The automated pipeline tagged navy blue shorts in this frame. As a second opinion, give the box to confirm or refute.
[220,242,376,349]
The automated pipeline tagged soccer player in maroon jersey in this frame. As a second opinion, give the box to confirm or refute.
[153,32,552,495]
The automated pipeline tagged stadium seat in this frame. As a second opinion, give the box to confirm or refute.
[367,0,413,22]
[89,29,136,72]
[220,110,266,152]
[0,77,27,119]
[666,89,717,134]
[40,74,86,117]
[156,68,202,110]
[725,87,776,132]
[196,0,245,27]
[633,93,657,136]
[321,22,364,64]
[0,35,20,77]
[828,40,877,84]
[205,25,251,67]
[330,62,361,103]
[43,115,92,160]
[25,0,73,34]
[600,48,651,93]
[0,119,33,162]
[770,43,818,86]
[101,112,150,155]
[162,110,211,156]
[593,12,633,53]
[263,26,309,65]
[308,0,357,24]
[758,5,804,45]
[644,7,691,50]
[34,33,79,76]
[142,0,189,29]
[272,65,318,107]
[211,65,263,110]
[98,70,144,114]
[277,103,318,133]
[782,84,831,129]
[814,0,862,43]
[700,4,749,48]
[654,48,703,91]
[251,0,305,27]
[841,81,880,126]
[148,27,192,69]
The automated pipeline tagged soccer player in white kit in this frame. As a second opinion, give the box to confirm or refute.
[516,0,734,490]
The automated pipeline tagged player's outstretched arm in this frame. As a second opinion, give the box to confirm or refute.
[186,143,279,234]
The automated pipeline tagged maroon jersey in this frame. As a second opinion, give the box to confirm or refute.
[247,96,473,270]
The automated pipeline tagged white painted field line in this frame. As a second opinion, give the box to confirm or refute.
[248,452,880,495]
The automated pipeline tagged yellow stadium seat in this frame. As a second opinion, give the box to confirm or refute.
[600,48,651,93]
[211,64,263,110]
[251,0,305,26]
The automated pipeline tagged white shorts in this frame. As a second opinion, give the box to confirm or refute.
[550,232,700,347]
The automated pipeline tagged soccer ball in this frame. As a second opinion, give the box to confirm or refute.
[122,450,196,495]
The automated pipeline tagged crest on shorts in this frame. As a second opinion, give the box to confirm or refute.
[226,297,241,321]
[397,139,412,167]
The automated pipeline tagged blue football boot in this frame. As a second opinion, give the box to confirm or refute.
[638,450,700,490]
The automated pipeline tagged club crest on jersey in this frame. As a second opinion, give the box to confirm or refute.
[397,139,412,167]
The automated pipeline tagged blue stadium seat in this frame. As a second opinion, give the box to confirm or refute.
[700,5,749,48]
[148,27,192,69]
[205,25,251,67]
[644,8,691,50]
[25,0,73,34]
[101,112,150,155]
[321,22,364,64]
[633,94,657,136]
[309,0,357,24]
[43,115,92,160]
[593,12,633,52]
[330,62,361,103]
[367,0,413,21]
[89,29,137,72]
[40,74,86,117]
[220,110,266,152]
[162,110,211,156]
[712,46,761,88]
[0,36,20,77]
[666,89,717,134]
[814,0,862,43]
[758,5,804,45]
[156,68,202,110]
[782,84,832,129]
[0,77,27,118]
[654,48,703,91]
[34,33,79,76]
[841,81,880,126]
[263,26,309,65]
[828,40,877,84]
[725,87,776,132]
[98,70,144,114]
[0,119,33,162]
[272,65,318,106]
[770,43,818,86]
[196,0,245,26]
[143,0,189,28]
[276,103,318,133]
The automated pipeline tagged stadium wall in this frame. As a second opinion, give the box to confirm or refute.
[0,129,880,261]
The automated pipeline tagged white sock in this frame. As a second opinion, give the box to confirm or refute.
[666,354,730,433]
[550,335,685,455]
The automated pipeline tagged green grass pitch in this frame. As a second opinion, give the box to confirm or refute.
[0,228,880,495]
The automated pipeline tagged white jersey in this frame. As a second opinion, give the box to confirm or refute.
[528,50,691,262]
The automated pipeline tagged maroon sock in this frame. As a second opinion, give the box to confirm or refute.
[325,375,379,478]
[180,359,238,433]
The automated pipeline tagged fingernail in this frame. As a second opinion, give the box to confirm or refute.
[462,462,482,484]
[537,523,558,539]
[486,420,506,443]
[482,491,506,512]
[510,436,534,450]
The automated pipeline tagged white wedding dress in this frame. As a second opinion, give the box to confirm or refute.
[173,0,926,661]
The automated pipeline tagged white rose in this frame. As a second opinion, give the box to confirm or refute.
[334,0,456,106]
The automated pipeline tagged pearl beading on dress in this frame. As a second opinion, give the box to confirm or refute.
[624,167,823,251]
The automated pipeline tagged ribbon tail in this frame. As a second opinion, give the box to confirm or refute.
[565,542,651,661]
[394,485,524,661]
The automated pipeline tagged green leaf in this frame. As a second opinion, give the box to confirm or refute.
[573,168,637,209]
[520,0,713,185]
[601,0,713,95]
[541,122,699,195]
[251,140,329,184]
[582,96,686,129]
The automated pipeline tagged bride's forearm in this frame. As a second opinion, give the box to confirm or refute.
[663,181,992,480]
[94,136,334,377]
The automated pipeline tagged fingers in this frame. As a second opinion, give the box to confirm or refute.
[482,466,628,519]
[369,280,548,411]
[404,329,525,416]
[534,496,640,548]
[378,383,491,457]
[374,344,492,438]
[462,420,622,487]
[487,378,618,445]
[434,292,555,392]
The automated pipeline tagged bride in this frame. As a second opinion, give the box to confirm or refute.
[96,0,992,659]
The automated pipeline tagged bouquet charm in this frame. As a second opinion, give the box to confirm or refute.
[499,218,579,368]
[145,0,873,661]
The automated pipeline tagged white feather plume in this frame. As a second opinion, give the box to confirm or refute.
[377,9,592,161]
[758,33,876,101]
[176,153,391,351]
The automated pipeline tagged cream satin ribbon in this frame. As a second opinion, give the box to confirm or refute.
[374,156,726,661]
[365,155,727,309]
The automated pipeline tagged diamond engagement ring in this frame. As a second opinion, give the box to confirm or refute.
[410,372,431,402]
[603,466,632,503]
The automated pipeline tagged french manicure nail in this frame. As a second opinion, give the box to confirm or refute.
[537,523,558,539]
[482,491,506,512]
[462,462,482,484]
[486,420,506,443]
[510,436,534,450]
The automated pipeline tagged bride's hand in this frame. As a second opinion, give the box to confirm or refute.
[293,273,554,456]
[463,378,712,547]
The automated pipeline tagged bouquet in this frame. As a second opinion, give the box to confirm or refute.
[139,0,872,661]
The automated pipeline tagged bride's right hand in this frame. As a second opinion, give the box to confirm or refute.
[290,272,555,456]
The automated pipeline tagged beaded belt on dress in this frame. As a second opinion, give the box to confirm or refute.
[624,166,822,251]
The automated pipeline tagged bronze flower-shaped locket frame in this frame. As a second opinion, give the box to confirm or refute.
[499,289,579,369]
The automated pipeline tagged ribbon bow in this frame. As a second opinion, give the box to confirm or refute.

......

WHAT YOU HAVE TO DO ::
Format every line of the listing above as a numbered list, leaving out any blank lines.

RESULT OF THE EXERCISE ::
1. The automated pipeline tagged navy blue shorts in this frame. As a second opinion, give the box to confirm or refute.
2. [220,242,376,349]
3. The automated pipeline tagged soccer player in maroon jersey in this frame. As a second opinion, give the box to confirm or refute.
4. [153,32,552,495]
5. The automated pipeline tagged stadium seat in this frame. As a second opinion, give the box to confirm or refute.
6. [367,0,413,22]
7. [89,29,136,72]
8. [220,110,266,152]
9. [0,77,27,119]
10. [666,89,717,134]
11. [40,74,86,117]
12. [156,68,202,110]
13. [725,87,776,132]
14. [196,0,245,27]
15. [633,93,657,136]
16. [321,22,364,64]
17. [0,35,20,77]
18. [828,40,877,84]
19. [205,25,251,67]
20. [330,62,361,103]
21. [43,115,92,160]
22. [25,0,73,34]
23. [600,48,651,93]
24. [0,119,33,162]
25. [770,43,818,86]
26. [101,112,150,155]
27. [162,110,211,156]
28. [593,12,633,53]
29. [263,26,309,65]
30. [308,0,357,24]
31. [758,5,804,45]
32. [644,7,691,50]
33. [34,33,79,76]
34. [142,0,189,29]
35. [272,65,318,107]
36. [211,65,263,110]
37. [98,70,144,114]
38. [277,103,318,133]
39. [782,84,831,129]
40. [814,0,862,43]
41. [700,4,749,48]
42. [654,48,703,91]
43. [251,0,305,27]
44. [841,81,880,126]
45. [148,27,192,69]
46. The automated pipeline tagged soccer player in white kit in this frame. As a second opinion, give the box to confirm or refute.
47. [516,0,734,490]
48. The automated pipeline tagged player's outstretched arm in this frame. As a second opinion, give the box to confirm or refute.
49. [186,143,279,234]
50. The automated pipeline tagged maroon jersey in this frame. As a second opinion, give the box to confirm or refute.
51. [247,96,473,270]
52. The automated pipeline tagged white painted field line in this frame. As a second opinion, give the box to confirm or refute.
53. [248,452,880,495]
54. The automated pipeline tagged yellow stadium seat in this frame. As a second opinion, give the box to confirm or refute.
55. [600,48,651,93]
56. [211,64,263,110]
57. [251,0,305,26]
58. The automated pipeline tagged white shorts in this frame. As a second opinion, give the box to confirm or refute.
59. [550,232,700,347]
60. The automated pipeline tagged soccer ball in this frame. As a second opinion, give the box to confirm or refute.
61. [122,450,196,495]
62. The automated pipeline tagged crest on shorts in this frame. As a second opinion, give the box to confirm or refute.
63. [226,297,241,321]
64. [397,139,412,167]
65. The automated pipeline tagged blue football boot in this frame. As a second opinion, give the box to confirm or refute.
66. [638,450,700,490]
67. The automated pipeline tagged club crest on jersey in this frame. As a second opinion, give the box to confirm or refute.
68. [397,139,412,167]
69. The automated pipeline tagged blue stadium seat in this frame. As a second opinion, give the box to confirm or refute.
70. [700,5,749,48]
71. [148,27,192,69]
72. [205,25,251,67]
73. [644,8,691,50]
74. [25,0,73,34]
75. [101,112,150,155]
76. [321,22,364,64]
77. [633,94,657,136]
78. [309,0,357,24]
79. [43,115,92,160]
80. [593,12,633,52]
81. [330,62,361,103]
82. [367,0,413,21]
83. [89,29,137,72]
84. [40,74,86,117]
85. [220,110,266,152]
86. [162,110,211,156]
87. [712,46,761,88]
88. [0,36,20,77]
89. [666,89,717,134]
90. [814,0,862,43]
91. [758,5,804,45]
92. [156,68,202,110]
93. [782,84,832,129]
94. [0,77,27,118]
95. [654,48,703,91]
96. [34,33,79,76]
97. [841,81,880,126]
98. [263,26,309,65]
99. [828,40,877,84]
100. [725,87,776,132]
101. [98,70,144,114]
102. [0,119,33,162]
103. [272,65,318,106]
104. [770,43,818,86]
105. [196,0,245,26]
106. [143,0,189,28]
107. [276,103,318,133]
108. The automated pipeline tagged stadium wall in this frame. As a second opinion, give the box to confirm or refute.
109. [0,129,880,261]
110. The automated pipeline tagged white sock in this frame. As a second opinion, give the box to confirm or refute.
111. [666,354,730,433]
112. [550,335,685,455]
113. The automated pipeline tagged green grass pitch in this frame. As a second opinion, give the box to confirm or refute.
114. [0,228,880,495]
115. The automated pipeline tagged white jersey in this frame. As a second opinion, give the box to confirm or refute.
116. [528,50,691,262]
117. The automated pipeline tagged maroon sock in this frame. As a second opinion, give the box to confirm or refute.
118. [325,375,379,478]
119. [180,359,238,433]
120. The automated pipeline tagged fingernail in this frame. As a second opinion, give the box to confirm or refute.
121. [462,462,482,484]
122. [537,523,558,539]
123. [486,420,506,443]
124. [482,491,506,512]
125. [510,436,534,450]
126. The automated pipeline tagged white wedding dress in this frame. As a second opinion, give the box to confirm or refute.
127. [173,0,926,661]
128. The automated pipeline tagged white rose in this frame. As a second opinion, give the box to confirm or refute.
129. [334,0,456,106]
130. The automated pipeline tagged pearl beading on dress in this frame. As a second opinion, give the box to confirm or refute.
131. [624,167,823,251]
132. The automated pipeline tagged ribbon tail in this frame. As a second opinion, give the box to confirm or refute.
133. [565,542,651,661]
134. [394,485,524,661]
135. The automated pipeline tagged green leaf in this frame. As a second opinion, give the box to confirm or refute.
136. [573,168,637,209]
137. [520,0,713,185]
138. [601,0,713,95]
139. [541,122,699,195]
140. [251,140,329,184]
141. [582,96,686,129]
142. The automated pipeline tagged bride's forearm in this frame. As a second opinion, give the box to confirm or refute.
143. [663,181,992,480]
144. [94,136,334,377]
145. The automated pipeline tagged fingers in this frame. As a second opinion, give the box to confirm or refute.
146. [482,466,628,519]
147. [369,280,548,411]
148. [404,329,525,416]
149. [534,496,640,548]
150. [378,383,491,457]
151. [374,344,492,438]
152. [462,420,622,487]
153. [487,378,618,445]
154. [434,292,555,392]
155. The automated pipeline tagged bride in this frame. As a second opinion, give the box to confirm or refute.
156. [96,0,992,659]
157. The automated pipeline tagged bouquet charm in this frame. As a second opinion, give the box to confirm or refute.
158. [499,218,579,368]
159. [145,0,873,661]
160. The automated pipeline tagged white feather plume in this frame. As a second opinion, give the box to confirm or refute.
161. [377,9,592,161]
162. [758,33,876,101]
163. [176,153,391,351]
164. The automated pipeline tagged cream satin ribbon in this frame. As a second opinion, give the box to confirm or refute.
165. [374,156,726,661]
166. [365,155,727,309]
167. The automated pipeline tagged diamond engagement ring in this frame. As a second opinion, give the box to confirm or refute.
168. [410,372,431,402]
169. [603,466,632,503]
170. The automated pipeline tagged french manicure nail in this frame. As a second opinion, give the box to confirm or refute.
171. [537,523,558,539]
172. [482,491,506,512]
173. [462,462,482,484]
174. [486,420,506,443]
175. [510,436,534,450]
176. The automated pipeline tagged bride's hand in this frame. As a second opinion, give the box to confirm or refute.
177. [293,273,554,456]
178. [463,378,712,547]
179. The automated pipeline tagged bouquet in this frame. As a second opinion, give the box to confirm or refute.
180. [139,0,872,661]
181. The automated pipeline tagged bride's right hand in this frame. As a second opinion, give the box to confirm or refute.
182. [290,272,555,456]
183. The automated pipeline tagged beaded belt on dress in this frame. As a second opinion, give the box to confirm or refute.
184. [624,166,822,251]
185. The automated pipeline tagged bronze flower-shaped locket frame in this frame. As a second opinion, give the box to confirm or refute.
186. [499,289,579,369]
187. The automated pipeline tagged ribbon bow in this frame. As a second opinion, give the box to confirm or refute.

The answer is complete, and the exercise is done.